Texto para análise
"""

Valter Hugo Mãe

A Playlist da TSF


Rubrica "Cidadania Impura", de Valter Hugo Mãe.

Encontro um vasto número de discos brilhantes que, quase todos usando a nossa língua, mesclam o passado com algo que ainda não sabemos muito bem o que é.

Julgo que somos todos, nem que por irritação, atraídos por listas, e eu levo qualquer lista muito a sério. Quando faço uma escolha posso andar dias a definir critérios que me deixem limpo. Tenho um amigo que me diz que a isto se chama carência, necessidade de ser justo para não ser rejeitado. Talvez seja verdade. Eu estudei Direito porque me fascinava a hipótese de contribuir para melhorar, e não perco o compromisso, nem que nas mais pequenas coisas. Quando Nelson Santos me convidou para uma lista de canções na semana que terminou (já disponível em podcast), fiz contas a mil versões. Sendo certo que quase só ouço música clássica, guardo um fascínio pela música de cariz popular que seja mais identitária, uma certa coisa do Mundo que diz respeito a um lugar e que talvez não pudesse ter origem num outro lugar qualquer.

Optei pela vibrante música portuguesa estreada no séc. XXI e, dentro desta, pelo que me parece mais difícil de explicar, o menos linear ou mesmo subterrâneo. Serve isto para dizer que encontro um vasto número de discos brilhantes que, quase todos usando a nossa língua, mesclam o passado com algo que ainda não sabemos muito bem o que é. Existiram sempre projectos alienígenas que impulsionaram sons e ideias. Do Variações ao João Peste, dos Mão Morta aos Mler Ife Dada, mais a Anamar ou o Paulo Bragança, por eles passou muita da estranheza maravilhosa da minha adolescência e juventude. Hoje, curiosamente, vejo um pouco de todos estes, mais um pouco do que havia antes, nos nomes mais entusiasmantes da nova geração.

"""

Detalhes do exercício
Indique se cada afirmação abaixo está de acordo com a crónica sobre a playlist da TSF, respondendo sim ou não e citando literalmente as palavras do texto que o determinam.
1. Quem escreve estudou Direito.
2. Quem escreve ouve sobretudo música de cariz popular.
3. A lista de canções escolhida incide sobre música portuguesa estreada no século XX.

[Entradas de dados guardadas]
"""

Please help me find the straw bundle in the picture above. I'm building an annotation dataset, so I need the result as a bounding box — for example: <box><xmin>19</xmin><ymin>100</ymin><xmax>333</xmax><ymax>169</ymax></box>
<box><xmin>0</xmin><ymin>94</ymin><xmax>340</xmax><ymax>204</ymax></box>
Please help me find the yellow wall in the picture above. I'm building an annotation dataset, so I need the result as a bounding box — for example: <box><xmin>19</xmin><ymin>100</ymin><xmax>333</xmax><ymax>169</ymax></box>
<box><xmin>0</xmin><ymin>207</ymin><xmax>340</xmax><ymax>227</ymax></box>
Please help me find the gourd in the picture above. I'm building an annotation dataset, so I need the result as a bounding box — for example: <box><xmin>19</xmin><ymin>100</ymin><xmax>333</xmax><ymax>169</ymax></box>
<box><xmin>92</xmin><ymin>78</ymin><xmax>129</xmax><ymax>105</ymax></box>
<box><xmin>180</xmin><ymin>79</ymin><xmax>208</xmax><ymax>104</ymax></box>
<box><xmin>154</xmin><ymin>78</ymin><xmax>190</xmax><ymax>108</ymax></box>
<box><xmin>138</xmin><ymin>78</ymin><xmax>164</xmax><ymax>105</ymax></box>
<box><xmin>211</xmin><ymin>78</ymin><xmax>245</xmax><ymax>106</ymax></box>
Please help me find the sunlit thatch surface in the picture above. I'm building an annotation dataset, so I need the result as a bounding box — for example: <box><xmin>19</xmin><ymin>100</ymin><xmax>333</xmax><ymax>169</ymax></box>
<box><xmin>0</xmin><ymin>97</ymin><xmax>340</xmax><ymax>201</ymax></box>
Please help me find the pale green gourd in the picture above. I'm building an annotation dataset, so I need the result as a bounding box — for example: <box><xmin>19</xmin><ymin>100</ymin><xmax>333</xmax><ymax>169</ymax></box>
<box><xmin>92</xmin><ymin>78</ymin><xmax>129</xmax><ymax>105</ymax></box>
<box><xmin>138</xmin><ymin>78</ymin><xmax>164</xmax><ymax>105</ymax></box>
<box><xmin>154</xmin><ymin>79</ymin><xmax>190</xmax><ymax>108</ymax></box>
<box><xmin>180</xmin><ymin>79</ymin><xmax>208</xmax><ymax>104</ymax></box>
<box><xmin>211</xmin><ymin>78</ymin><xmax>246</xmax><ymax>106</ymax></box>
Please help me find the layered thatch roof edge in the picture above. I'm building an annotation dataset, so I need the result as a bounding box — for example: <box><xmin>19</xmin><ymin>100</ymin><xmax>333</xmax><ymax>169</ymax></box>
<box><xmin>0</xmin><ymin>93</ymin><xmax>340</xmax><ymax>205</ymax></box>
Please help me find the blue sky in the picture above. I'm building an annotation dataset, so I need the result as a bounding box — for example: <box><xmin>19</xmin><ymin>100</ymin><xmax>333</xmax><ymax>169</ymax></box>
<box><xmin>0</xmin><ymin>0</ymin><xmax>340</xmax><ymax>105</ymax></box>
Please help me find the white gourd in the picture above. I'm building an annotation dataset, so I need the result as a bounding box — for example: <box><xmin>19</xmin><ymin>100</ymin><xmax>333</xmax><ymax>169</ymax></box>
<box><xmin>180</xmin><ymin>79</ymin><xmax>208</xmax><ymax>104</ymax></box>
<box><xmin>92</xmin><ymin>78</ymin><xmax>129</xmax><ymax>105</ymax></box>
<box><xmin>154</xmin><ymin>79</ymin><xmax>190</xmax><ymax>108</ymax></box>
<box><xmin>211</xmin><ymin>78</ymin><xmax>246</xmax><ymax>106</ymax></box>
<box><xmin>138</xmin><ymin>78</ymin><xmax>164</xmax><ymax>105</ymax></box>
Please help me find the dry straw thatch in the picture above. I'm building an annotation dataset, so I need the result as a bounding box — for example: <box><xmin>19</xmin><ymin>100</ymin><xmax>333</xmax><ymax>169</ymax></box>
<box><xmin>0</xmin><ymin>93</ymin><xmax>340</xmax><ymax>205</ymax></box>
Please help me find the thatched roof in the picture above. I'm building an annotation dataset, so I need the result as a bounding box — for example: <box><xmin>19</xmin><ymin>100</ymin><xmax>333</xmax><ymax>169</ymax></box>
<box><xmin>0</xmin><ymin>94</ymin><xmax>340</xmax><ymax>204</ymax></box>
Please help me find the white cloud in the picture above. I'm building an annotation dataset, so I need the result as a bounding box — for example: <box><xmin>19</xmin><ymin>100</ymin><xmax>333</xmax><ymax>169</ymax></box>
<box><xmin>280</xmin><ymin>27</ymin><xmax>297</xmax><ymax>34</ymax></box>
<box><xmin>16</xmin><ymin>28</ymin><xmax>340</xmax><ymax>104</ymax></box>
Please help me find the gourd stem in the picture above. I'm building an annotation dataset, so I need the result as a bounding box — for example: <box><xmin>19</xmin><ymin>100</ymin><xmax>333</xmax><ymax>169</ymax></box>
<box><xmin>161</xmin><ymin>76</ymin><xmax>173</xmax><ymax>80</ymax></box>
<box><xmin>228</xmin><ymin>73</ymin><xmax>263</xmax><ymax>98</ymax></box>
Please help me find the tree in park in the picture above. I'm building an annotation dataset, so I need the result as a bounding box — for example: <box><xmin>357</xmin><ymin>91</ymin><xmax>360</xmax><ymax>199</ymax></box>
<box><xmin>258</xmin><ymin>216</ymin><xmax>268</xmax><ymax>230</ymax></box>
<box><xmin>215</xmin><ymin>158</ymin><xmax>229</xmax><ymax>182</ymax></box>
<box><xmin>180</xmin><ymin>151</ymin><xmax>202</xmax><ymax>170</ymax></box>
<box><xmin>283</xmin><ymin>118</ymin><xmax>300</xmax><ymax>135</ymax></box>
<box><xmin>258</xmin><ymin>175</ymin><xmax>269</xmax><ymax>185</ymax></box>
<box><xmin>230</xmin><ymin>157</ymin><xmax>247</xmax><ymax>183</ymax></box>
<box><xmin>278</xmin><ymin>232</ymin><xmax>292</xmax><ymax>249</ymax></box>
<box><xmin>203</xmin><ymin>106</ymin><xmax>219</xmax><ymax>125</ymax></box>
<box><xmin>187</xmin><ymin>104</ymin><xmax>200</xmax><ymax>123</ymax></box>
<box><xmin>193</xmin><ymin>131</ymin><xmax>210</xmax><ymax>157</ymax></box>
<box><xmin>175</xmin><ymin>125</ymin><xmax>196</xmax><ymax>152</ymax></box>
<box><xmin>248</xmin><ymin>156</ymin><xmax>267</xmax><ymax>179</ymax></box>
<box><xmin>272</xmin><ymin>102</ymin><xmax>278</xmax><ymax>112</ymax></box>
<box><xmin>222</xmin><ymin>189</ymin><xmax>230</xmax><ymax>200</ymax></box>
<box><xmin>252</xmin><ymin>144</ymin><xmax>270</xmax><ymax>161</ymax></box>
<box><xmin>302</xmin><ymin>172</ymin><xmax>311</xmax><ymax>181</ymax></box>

"""

Resposta do exercício
1. Sim: «Eu estudei Direito porque me fascinava a hipótese de contribuir para melhorar».
2. Não: «Sendo certo que quase só ouço música clássica».
3. Não: «Optei pela vibrante música portuguesa estreada no séc. XXI».